**EXERCISE AIM**
Find every line in the listing below that contains the word "finial". Copy each of those lines.
☆ ☆ ☆
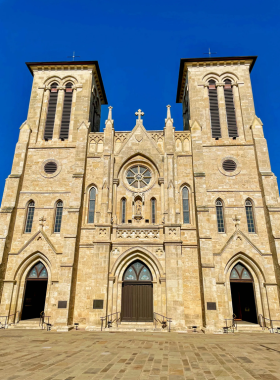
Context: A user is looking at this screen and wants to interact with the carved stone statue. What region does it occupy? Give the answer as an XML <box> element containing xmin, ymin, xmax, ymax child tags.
<box><xmin>135</xmin><ymin>199</ymin><xmax>142</xmax><ymax>215</ymax></box>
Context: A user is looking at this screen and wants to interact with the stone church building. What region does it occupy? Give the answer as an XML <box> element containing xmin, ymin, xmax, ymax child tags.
<box><xmin>0</xmin><ymin>57</ymin><xmax>280</xmax><ymax>331</ymax></box>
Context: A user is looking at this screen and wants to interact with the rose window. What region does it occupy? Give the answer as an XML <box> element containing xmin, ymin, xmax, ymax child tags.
<box><xmin>126</xmin><ymin>165</ymin><xmax>152</xmax><ymax>189</ymax></box>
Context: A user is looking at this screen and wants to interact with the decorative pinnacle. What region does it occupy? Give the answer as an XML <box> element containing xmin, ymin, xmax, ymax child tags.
<box><xmin>232</xmin><ymin>215</ymin><xmax>240</xmax><ymax>230</ymax></box>
<box><xmin>135</xmin><ymin>109</ymin><xmax>145</xmax><ymax>120</ymax></box>
<box><xmin>39</xmin><ymin>216</ymin><xmax>46</xmax><ymax>230</ymax></box>
<box><xmin>166</xmin><ymin>105</ymin><xmax>171</xmax><ymax>120</ymax></box>
<box><xmin>108</xmin><ymin>106</ymin><xmax>113</xmax><ymax>120</ymax></box>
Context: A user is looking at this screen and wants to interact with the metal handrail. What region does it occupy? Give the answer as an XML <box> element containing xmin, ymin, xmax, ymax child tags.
<box><xmin>100</xmin><ymin>311</ymin><xmax>121</xmax><ymax>331</ymax></box>
<box><xmin>0</xmin><ymin>315</ymin><xmax>8</xmax><ymax>329</ymax></box>
<box><xmin>154</xmin><ymin>312</ymin><xmax>172</xmax><ymax>332</ymax></box>
<box><xmin>39</xmin><ymin>311</ymin><xmax>52</xmax><ymax>331</ymax></box>
<box><xmin>8</xmin><ymin>311</ymin><xmax>19</xmax><ymax>324</ymax></box>
<box><xmin>259</xmin><ymin>314</ymin><xmax>280</xmax><ymax>333</ymax></box>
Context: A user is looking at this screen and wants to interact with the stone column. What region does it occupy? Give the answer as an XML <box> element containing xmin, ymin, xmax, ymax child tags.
<box><xmin>38</xmin><ymin>86</ymin><xmax>51</xmax><ymax>141</ymax></box>
<box><xmin>232</xmin><ymin>83</ymin><xmax>245</xmax><ymax>140</ymax></box>
<box><xmin>112</xmin><ymin>178</ymin><xmax>119</xmax><ymax>224</ymax></box>
<box><xmin>53</xmin><ymin>87</ymin><xmax>65</xmax><ymax>141</ymax></box>
<box><xmin>158</xmin><ymin>178</ymin><xmax>165</xmax><ymax>220</ymax></box>
<box><xmin>216</xmin><ymin>82</ymin><xmax>228</xmax><ymax>138</ymax></box>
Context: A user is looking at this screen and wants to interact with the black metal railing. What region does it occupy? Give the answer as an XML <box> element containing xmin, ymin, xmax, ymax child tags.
<box><xmin>154</xmin><ymin>313</ymin><xmax>172</xmax><ymax>332</ymax></box>
<box><xmin>39</xmin><ymin>311</ymin><xmax>52</xmax><ymax>331</ymax></box>
<box><xmin>0</xmin><ymin>311</ymin><xmax>19</xmax><ymax>329</ymax></box>
<box><xmin>259</xmin><ymin>314</ymin><xmax>280</xmax><ymax>334</ymax></box>
<box><xmin>100</xmin><ymin>311</ymin><xmax>121</xmax><ymax>331</ymax></box>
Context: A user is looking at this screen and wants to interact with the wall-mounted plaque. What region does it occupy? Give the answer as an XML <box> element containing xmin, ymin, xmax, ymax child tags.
<box><xmin>57</xmin><ymin>301</ymin><xmax>67</xmax><ymax>309</ymax></box>
<box><xmin>93</xmin><ymin>300</ymin><xmax>104</xmax><ymax>309</ymax></box>
<box><xmin>207</xmin><ymin>302</ymin><xmax>217</xmax><ymax>310</ymax></box>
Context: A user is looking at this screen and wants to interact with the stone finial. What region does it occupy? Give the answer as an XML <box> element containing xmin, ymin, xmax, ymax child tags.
<box><xmin>135</xmin><ymin>108</ymin><xmax>145</xmax><ymax>123</ymax></box>
<box><xmin>232</xmin><ymin>215</ymin><xmax>240</xmax><ymax>230</ymax></box>
<box><xmin>165</xmin><ymin>105</ymin><xmax>173</xmax><ymax>127</ymax></box>
<box><xmin>166</xmin><ymin>105</ymin><xmax>171</xmax><ymax>120</ymax></box>
<box><xmin>39</xmin><ymin>215</ymin><xmax>46</xmax><ymax>230</ymax></box>
<box><xmin>108</xmin><ymin>106</ymin><xmax>113</xmax><ymax>120</ymax></box>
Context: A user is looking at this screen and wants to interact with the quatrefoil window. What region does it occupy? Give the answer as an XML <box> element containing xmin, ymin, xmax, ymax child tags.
<box><xmin>126</xmin><ymin>165</ymin><xmax>152</xmax><ymax>189</ymax></box>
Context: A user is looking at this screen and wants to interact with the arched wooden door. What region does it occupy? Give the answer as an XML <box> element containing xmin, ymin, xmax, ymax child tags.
<box><xmin>121</xmin><ymin>260</ymin><xmax>153</xmax><ymax>322</ymax></box>
<box><xmin>21</xmin><ymin>261</ymin><xmax>48</xmax><ymax>319</ymax></box>
<box><xmin>230</xmin><ymin>263</ymin><xmax>257</xmax><ymax>323</ymax></box>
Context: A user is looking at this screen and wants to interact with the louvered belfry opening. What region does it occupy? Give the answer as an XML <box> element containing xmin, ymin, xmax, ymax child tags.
<box><xmin>208</xmin><ymin>79</ymin><xmax>222</xmax><ymax>139</ymax></box>
<box><xmin>59</xmin><ymin>83</ymin><xmax>73</xmax><ymax>140</ymax></box>
<box><xmin>44</xmin><ymin>83</ymin><xmax>58</xmax><ymax>141</ymax></box>
<box><xmin>224</xmin><ymin>79</ymin><xmax>238</xmax><ymax>138</ymax></box>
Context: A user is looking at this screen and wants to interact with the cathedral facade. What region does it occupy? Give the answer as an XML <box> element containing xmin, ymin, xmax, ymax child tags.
<box><xmin>0</xmin><ymin>57</ymin><xmax>280</xmax><ymax>331</ymax></box>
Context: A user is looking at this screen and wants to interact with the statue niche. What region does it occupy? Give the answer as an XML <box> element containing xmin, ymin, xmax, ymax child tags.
<box><xmin>133</xmin><ymin>195</ymin><xmax>143</xmax><ymax>222</ymax></box>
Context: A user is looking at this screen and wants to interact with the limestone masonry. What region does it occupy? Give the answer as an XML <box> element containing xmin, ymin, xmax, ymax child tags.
<box><xmin>0</xmin><ymin>57</ymin><xmax>280</xmax><ymax>331</ymax></box>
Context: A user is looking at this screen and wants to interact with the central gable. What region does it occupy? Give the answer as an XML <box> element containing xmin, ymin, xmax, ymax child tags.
<box><xmin>115</xmin><ymin>120</ymin><xmax>163</xmax><ymax>177</ymax></box>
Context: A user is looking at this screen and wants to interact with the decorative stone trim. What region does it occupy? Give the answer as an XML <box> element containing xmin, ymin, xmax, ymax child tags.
<box><xmin>117</xmin><ymin>228</ymin><xmax>159</xmax><ymax>240</ymax></box>
<box><xmin>40</xmin><ymin>158</ymin><xmax>61</xmax><ymax>178</ymax></box>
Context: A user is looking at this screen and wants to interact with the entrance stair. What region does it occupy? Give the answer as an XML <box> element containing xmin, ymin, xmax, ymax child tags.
<box><xmin>9</xmin><ymin>318</ymin><xmax>42</xmax><ymax>330</ymax></box>
<box><xmin>235</xmin><ymin>321</ymin><xmax>270</xmax><ymax>333</ymax></box>
<box><xmin>104</xmin><ymin>322</ymin><xmax>168</xmax><ymax>332</ymax></box>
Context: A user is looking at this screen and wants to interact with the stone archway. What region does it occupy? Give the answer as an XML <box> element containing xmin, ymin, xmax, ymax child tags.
<box><xmin>230</xmin><ymin>262</ymin><xmax>257</xmax><ymax>323</ymax></box>
<box><xmin>21</xmin><ymin>261</ymin><xmax>48</xmax><ymax>320</ymax></box>
<box><xmin>121</xmin><ymin>260</ymin><xmax>153</xmax><ymax>322</ymax></box>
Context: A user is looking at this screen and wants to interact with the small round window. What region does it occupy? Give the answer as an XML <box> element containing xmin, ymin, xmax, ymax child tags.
<box><xmin>126</xmin><ymin>165</ymin><xmax>152</xmax><ymax>189</ymax></box>
<box><xmin>223</xmin><ymin>160</ymin><xmax>237</xmax><ymax>172</ymax></box>
<box><xmin>44</xmin><ymin>161</ymin><xmax>57</xmax><ymax>174</ymax></box>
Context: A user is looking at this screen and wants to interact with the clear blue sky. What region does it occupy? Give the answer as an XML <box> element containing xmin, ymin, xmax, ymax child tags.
<box><xmin>0</xmin><ymin>0</ymin><xmax>280</xmax><ymax>199</ymax></box>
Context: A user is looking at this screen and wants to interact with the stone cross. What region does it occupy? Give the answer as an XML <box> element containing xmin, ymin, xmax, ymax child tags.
<box><xmin>135</xmin><ymin>109</ymin><xmax>145</xmax><ymax>120</ymax></box>
<box><xmin>232</xmin><ymin>215</ymin><xmax>240</xmax><ymax>230</ymax></box>
<box><xmin>108</xmin><ymin>106</ymin><xmax>113</xmax><ymax>120</ymax></box>
<box><xmin>39</xmin><ymin>216</ymin><xmax>46</xmax><ymax>230</ymax></box>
☆ ☆ ☆
**SOLUTION FOR THIS TASK**
Context: A user is looking at this screen and wants to interact with the stone finial. What region does it occupy? Give the answer as an XML <box> element containing xmin, ymin, xmax, ymax child tags.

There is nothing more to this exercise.